◆ **What to work on**
(1) In the news article on Nelson Mandela and tuberculosis, how long did prison doctors say his tuberculosis would take to cure?
(2) Pick up the news article on Nelson Mandela and tuberculosis after its last sentence and continue it.

From The New York Times - July 16, 2004
By Lawrence K. Altman
BANGKOK, July 15 - Nelson Mandela came to the 15th International AIDS Conference here Thursday to lend his prestige to the battles against tuberculosis and AIDS, two deadly diseases that are intricately linked. Mr. Mandela, the former president of South Africa, contracted tuberculosis while in prison, where he spent 27 years for opposing the old apartheid regime before his release in 1994.
"We cannot win the battle against AIDS if we do not also fight TB," Mr. Mandela said at a news conference on Thursday. "TB is too often a death sentence for people with AIDS."
Mr. Mandela has acknowledged that as president he did not recognize the severity of the AIDS epidemic in South Africa, which now leads the world with 5.3 million people infected with H.I.V., the virus that causes the disease.
Since he left office, he has embraced the fight and has pushed his successor, Thabo Mbeki, to confront H.I.V. and tuberculosis. In some regions, tuberculosis causes as many as half the deaths among H.I.V.-infected people, making it the most fatal illness among people with AIDS, according to the World Health Organization.
While AIDS and the tuberculosis bacterium each can be fatal, the two diseases can also form a deadly combination, with each amplifying the other's progress. By weakening the immune system, the AIDS virus leaves infected people particularly vulnerable to developing tuberculosis.
Mr. Mandela said he spoke about his case of tuberculosis because he felt that the disease was ignored and to help the Bill and Melinda Gates Foundation open a $44.7 million program for research into the control of tuberculosis in communities where there are many cases of H.I.V. He said that prison doctors diagnosed his case of tuberculosis and determined it would take four months to cure.
Mr. Mandela said that, after prison doctors diagnosed his tuberculosis, he told his friends in prison.
"My friends objected to me sharing my personal affairs," he said, but added that his openness about his illness helped his recovery.
"I consoled them and told them that the doctors and hospital staff knew about my status, and I therefore had no reason to hide this information from those close to me," he said, adding that he took the same steps in disclosing his more recent case of prostate cancer.
"I knew that once people were aware of the effects, they would support me," he said. "I'm convinced that the support of my family, friends and the public in general contributed to my healing process."

◆ **Data records**
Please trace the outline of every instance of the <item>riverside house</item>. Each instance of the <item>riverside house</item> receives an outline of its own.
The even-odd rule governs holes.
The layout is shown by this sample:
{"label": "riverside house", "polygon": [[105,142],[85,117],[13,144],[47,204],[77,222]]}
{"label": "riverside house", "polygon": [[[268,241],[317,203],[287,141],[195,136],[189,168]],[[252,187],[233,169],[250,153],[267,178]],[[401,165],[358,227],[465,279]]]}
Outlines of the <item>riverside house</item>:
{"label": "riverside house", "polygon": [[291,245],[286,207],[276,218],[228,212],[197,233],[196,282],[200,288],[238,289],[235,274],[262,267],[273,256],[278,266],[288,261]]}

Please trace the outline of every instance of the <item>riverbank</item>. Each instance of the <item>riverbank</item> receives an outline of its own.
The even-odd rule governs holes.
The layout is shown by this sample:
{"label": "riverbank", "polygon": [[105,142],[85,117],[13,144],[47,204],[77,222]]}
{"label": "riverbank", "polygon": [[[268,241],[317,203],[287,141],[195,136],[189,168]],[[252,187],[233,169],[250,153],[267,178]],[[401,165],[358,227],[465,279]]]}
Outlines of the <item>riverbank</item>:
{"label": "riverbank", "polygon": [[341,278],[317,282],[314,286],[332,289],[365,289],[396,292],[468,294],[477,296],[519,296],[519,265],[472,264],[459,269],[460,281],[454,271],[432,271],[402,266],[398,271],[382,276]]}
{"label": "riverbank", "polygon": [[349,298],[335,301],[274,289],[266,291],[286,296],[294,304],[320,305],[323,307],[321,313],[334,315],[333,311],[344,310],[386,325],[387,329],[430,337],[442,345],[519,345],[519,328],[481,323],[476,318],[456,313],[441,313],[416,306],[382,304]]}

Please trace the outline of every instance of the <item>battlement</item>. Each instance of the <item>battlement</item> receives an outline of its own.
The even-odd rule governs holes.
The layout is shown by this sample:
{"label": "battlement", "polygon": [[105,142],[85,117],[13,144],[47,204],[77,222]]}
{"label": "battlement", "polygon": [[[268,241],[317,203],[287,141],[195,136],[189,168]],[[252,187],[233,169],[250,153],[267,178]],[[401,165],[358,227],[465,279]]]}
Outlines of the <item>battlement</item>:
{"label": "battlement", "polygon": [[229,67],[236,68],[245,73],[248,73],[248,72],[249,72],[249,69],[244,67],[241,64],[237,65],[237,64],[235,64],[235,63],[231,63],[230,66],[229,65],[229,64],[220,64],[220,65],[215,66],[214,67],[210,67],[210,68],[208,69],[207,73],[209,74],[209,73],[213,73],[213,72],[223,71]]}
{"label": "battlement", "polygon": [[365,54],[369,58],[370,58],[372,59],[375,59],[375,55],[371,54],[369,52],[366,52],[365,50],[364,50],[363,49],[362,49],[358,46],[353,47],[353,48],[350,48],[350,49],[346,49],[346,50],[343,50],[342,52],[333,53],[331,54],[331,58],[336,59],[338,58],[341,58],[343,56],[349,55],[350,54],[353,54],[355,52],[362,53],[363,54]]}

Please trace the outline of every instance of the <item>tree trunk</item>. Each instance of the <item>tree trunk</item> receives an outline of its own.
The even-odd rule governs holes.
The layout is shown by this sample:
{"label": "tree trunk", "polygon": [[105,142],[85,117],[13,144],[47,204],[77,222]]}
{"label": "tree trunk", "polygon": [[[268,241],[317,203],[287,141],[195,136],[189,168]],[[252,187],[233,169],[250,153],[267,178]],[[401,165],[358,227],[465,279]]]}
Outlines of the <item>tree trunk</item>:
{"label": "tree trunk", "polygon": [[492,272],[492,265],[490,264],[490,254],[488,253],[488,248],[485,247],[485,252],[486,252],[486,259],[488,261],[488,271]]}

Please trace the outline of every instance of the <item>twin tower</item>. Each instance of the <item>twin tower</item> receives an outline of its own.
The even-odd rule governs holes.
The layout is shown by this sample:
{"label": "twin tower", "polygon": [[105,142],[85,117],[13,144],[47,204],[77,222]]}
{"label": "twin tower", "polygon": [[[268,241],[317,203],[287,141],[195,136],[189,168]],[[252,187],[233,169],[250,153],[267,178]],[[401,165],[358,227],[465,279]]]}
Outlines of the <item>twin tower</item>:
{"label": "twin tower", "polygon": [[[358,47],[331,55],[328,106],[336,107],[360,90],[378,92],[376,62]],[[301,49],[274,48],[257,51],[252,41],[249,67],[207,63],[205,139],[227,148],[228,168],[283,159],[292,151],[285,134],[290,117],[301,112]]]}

◆ **Replies**
(1) Four months.

(2)
Mr. Mandela said it was a blessing that "the world has made defeating AIDS a top priority." But an additional fight against tuberculosis is required, he said.
Determining whether tuberculosis or H.I.V. caused the death of a person with AIDS can be difficult and depends on specific medical facts in each case. Because such determinations involved medical judgments, the percentage of deaths caused by tuberculosis has varied widely in different studies.
The confluence of AIDS and tuberculosis, said Dr. Richard Chaisson of Johns Hopkins University in Baltimore, a recipient of one of the new Gates grants, is "a catastrophic collision of two epidemics."
Tuberculosis was prevalent even before the AIDS epidemic began to take hold in 1981. But now more people are dying from tuberculosis than ever, according to United Nations figures. Of the estimated 1.6 million deaths that tuberculosis causes each year, one-fourth occur among H.I.V.-infected people. Worldwide, as many as 50 percent of H.I.V.-infected people develop tuberculosis.
In sub-Saharan Africa, where 25 million people are infected with H.I.V., two-thirds of tuberculosis patients also have the virus.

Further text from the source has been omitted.